[INSTRUCTIONS TO FOLLOW]:
Give the entries below as a two-column CSV with the headers "request" and "answer," one row per entry. Put each field in double quotes and turn any line breaks inside a field into spaces.

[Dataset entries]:

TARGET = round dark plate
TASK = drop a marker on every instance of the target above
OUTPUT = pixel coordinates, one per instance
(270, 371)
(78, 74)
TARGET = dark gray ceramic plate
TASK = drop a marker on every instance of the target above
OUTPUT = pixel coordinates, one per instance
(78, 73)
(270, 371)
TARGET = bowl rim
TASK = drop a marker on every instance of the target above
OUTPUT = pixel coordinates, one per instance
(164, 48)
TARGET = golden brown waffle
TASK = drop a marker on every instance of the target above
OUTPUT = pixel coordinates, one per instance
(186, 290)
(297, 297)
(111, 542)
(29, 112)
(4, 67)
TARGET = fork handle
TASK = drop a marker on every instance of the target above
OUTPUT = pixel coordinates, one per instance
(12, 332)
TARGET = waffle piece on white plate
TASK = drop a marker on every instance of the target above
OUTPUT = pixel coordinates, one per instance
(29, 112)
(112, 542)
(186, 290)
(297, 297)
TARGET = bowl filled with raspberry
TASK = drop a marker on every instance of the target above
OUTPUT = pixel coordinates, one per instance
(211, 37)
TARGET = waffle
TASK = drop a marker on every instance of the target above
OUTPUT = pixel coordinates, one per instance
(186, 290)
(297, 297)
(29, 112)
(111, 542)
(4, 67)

[RESULT OF THE EXERCISE]:
request,answer
"TARGET = round dark plate TASK = drop a marker on every instance of the target above OUTPUT = pixel coordinates, one per instance","(270, 371) (78, 74)"
"TARGET = dark gray ceramic plate TASK = drop a marker on every instance of the target above OUTPUT = pixel coordinates, one per instance","(78, 73) (270, 371)"
"TARGET = bowl rim TASK = drop a marker on every instance of the target above OUTPUT = pixel coordinates, one per instance","(164, 48)"
"TARGET = golden brown waffle TASK = drop a marker on every instance of the target above OUTPUT = pixel coordinates, one per instance","(186, 290) (297, 297) (111, 542) (29, 112) (4, 67)"
"TARGET = fork handle TASK = drop a marker on every instance of the target above OUTPUT = pixel coordinates, one per instance","(12, 332)"
"TARGET = waffle piece on white plate TASK = drop a marker on every instance of the target above OUTPUT = pixel coordinates, one per instance","(29, 112) (112, 542) (186, 290) (297, 297)"
"TARGET = bowl filled with raspberry TASK = drop a marker on every instance of the target above OUTPUT = pixel coordinates, one per instance","(211, 37)"
"TARGET = waffle TASK = drop a marker on every instance of the target above OUTPUT = pixel coordinates, one per instance","(186, 290) (297, 297) (29, 112) (111, 542) (4, 67)"